▶ [RECORDS SHOWN]:
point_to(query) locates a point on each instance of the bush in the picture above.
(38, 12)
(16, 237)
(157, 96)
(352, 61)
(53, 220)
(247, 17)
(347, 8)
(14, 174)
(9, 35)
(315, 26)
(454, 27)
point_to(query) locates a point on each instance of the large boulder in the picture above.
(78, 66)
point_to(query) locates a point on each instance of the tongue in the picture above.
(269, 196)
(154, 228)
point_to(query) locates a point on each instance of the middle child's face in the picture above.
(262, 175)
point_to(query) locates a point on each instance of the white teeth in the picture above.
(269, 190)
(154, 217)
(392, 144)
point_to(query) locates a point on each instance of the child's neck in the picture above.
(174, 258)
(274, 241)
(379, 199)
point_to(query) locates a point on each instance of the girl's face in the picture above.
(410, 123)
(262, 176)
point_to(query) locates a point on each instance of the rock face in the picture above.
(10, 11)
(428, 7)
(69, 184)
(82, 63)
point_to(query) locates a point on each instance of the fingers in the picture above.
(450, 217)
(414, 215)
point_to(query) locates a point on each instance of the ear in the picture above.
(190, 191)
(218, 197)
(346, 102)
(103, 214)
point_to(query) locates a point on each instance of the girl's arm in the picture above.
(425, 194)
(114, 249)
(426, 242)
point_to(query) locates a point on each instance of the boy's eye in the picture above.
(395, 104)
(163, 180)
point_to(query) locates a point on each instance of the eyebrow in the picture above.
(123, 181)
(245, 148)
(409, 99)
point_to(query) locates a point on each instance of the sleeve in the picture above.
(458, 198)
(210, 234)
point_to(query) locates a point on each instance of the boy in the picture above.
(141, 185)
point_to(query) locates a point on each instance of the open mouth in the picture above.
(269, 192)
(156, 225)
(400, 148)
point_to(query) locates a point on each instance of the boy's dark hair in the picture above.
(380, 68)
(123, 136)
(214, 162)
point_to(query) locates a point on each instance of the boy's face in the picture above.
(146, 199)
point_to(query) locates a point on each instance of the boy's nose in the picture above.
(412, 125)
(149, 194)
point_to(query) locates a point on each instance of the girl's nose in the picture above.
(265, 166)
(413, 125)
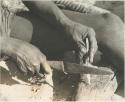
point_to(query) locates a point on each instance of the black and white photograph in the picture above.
(62, 50)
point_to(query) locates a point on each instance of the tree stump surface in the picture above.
(102, 87)
(66, 87)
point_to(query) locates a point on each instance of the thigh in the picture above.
(33, 29)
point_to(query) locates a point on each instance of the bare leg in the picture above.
(108, 28)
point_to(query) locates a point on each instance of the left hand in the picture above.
(79, 33)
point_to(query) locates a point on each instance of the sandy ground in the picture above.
(13, 82)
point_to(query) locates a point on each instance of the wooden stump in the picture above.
(14, 86)
(102, 87)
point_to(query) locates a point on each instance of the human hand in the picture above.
(79, 33)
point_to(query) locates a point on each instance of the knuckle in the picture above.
(91, 31)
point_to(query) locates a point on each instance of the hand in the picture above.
(78, 34)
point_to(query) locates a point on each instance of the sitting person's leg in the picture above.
(109, 32)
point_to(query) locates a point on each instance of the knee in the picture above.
(22, 29)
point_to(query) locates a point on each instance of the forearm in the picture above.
(50, 12)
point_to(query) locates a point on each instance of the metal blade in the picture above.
(86, 69)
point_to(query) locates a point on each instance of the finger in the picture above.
(93, 46)
(46, 67)
(93, 49)
(21, 65)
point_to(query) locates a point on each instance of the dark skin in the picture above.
(112, 48)
(75, 31)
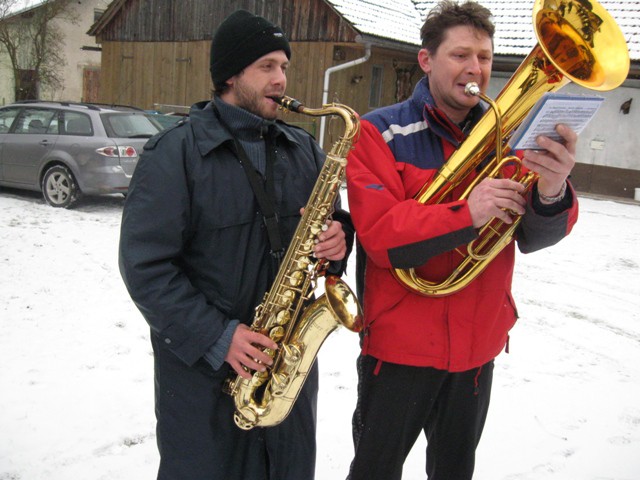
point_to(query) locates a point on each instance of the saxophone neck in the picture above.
(349, 117)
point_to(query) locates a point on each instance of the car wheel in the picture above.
(59, 188)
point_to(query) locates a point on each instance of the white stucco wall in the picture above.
(611, 138)
(76, 58)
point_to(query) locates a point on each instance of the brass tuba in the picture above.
(577, 41)
(299, 330)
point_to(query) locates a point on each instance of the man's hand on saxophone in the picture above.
(245, 353)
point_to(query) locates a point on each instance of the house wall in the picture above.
(77, 60)
(608, 161)
(147, 74)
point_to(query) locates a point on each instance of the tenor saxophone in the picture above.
(286, 314)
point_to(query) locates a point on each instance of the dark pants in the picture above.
(397, 402)
(198, 439)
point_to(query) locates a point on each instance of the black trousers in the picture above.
(397, 402)
(198, 439)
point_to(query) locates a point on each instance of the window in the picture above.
(375, 95)
(77, 124)
(7, 116)
(35, 121)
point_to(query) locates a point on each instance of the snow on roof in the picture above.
(18, 6)
(400, 20)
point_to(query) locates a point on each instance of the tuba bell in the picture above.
(578, 41)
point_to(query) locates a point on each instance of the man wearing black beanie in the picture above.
(197, 258)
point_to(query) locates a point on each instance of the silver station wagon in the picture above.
(66, 149)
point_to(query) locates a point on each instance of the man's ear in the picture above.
(424, 60)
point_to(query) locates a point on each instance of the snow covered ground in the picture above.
(76, 387)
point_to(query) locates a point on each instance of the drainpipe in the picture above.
(327, 74)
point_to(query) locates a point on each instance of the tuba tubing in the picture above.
(575, 44)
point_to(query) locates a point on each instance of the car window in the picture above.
(7, 116)
(76, 123)
(34, 121)
(128, 125)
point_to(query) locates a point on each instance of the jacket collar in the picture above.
(210, 134)
(437, 120)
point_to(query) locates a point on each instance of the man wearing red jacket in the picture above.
(427, 362)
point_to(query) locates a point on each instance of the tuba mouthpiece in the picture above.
(472, 89)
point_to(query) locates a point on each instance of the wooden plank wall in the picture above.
(177, 73)
(189, 20)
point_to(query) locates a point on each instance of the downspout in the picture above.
(325, 89)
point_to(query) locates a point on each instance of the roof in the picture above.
(400, 20)
(20, 6)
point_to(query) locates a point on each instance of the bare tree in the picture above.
(34, 43)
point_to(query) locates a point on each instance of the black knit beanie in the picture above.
(240, 40)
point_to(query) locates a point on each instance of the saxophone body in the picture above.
(286, 314)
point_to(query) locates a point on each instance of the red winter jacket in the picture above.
(400, 148)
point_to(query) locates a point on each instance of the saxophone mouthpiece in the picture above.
(289, 103)
(472, 89)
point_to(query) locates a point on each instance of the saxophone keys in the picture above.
(279, 383)
(296, 278)
(276, 334)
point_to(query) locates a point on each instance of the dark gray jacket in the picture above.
(194, 253)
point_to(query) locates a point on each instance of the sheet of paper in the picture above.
(553, 108)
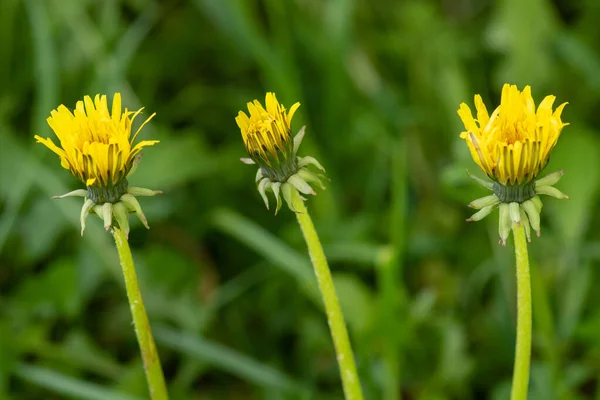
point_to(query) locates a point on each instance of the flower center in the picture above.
(107, 194)
(511, 194)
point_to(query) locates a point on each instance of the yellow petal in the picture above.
(292, 112)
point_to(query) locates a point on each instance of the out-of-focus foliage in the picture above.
(429, 299)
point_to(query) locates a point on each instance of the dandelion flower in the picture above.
(512, 147)
(267, 136)
(97, 147)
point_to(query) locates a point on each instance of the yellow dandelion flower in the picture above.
(97, 147)
(267, 136)
(512, 146)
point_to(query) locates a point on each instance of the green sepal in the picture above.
(308, 160)
(289, 192)
(551, 191)
(85, 210)
(134, 206)
(122, 217)
(538, 203)
(105, 212)
(74, 193)
(300, 184)
(136, 162)
(504, 223)
(534, 215)
(515, 214)
(484, 202)
(481, 182)
(550, 179)
(298, 139)
(311, 177)
(137, 191)
(275, 186)
(525, 222)
(481, 214)
(262, 190)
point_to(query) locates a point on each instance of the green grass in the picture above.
(429, 299)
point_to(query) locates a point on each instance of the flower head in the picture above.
(512, 146)
(97, 147)
(267, 136)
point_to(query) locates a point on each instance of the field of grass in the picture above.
(429, 298)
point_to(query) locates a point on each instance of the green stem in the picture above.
(523, 346)
(154, 374)
(337, 326)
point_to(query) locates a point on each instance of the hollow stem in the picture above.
(337, 326)
(152, 367)
(523, 345)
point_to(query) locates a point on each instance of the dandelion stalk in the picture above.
(512, 146)
(152, 367)
(335, 318)
(267, 136)
(523, 346)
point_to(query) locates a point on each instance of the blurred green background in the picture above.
(429, 299)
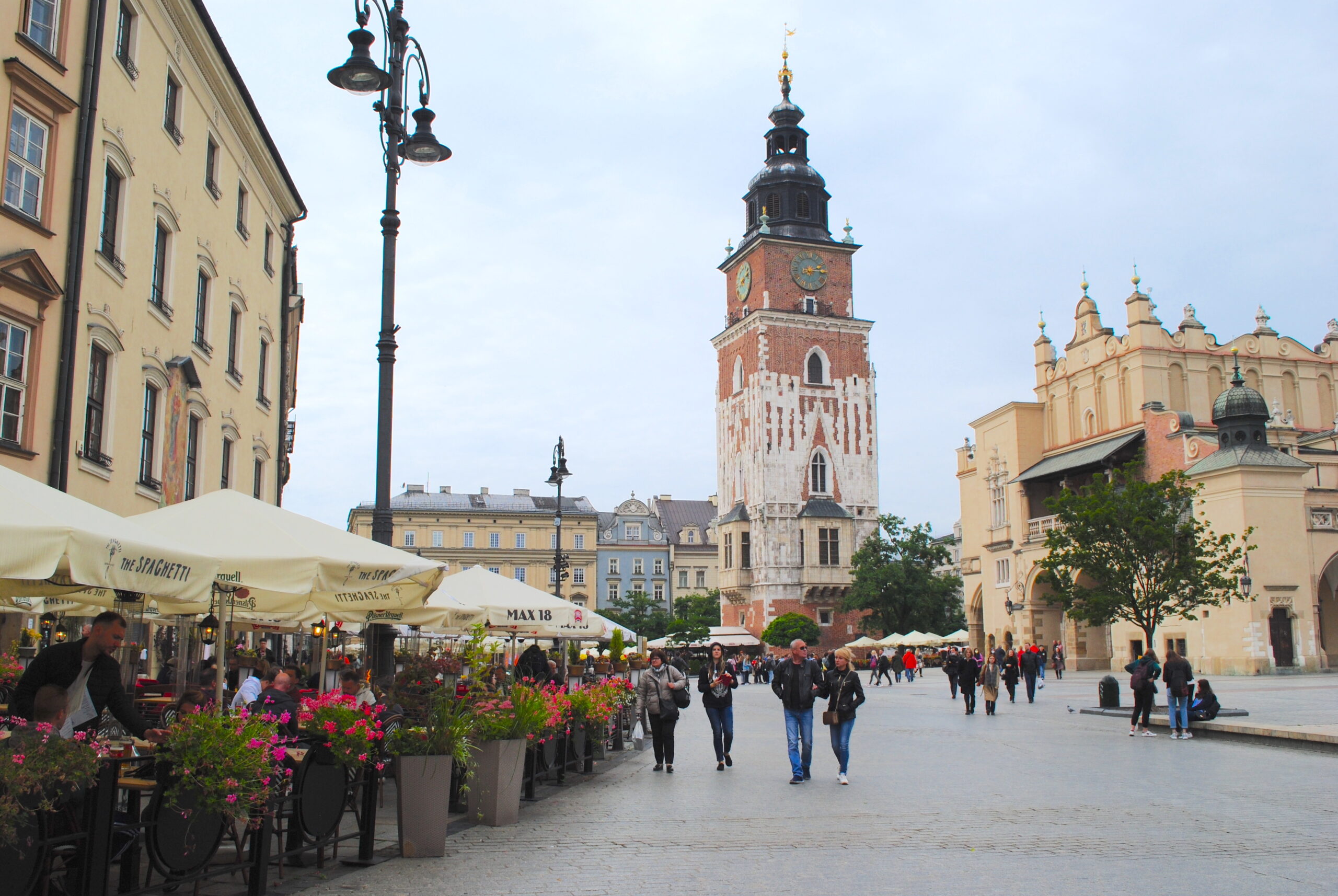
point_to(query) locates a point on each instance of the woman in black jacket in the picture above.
(716, 684)
(845, 694)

▶ [THE TASK]:
The lines to repeat start at the one holding "green stem in the picture above." and run through the last line of the records above; write them out exactly, both ends included, but not the pictures.

▶ [SOLUTION TO THIS TASK]:
point_to(query) locates a point on each instance of the green stem in the picture above.
(523, 346)
(154, 374)
(337, 326)
point_to(query) locates a point on each instance of the hollow stem in the picture above.
(337, 326)
(152, 367)
(523, 345)
point_to(query) locates a point on each instance of the dandelion stalk in the picture above.
(512, 146)
(152, 367)
(335, 318)
(267, 136)
(523, 346)
point_to(query) locates a point on each instance of the blurred green background in the picture above.
(429, 299)
point_to(query) locates a point on each instance of the woman in black jacket in the picture above.
(716, 684)
(845, 694)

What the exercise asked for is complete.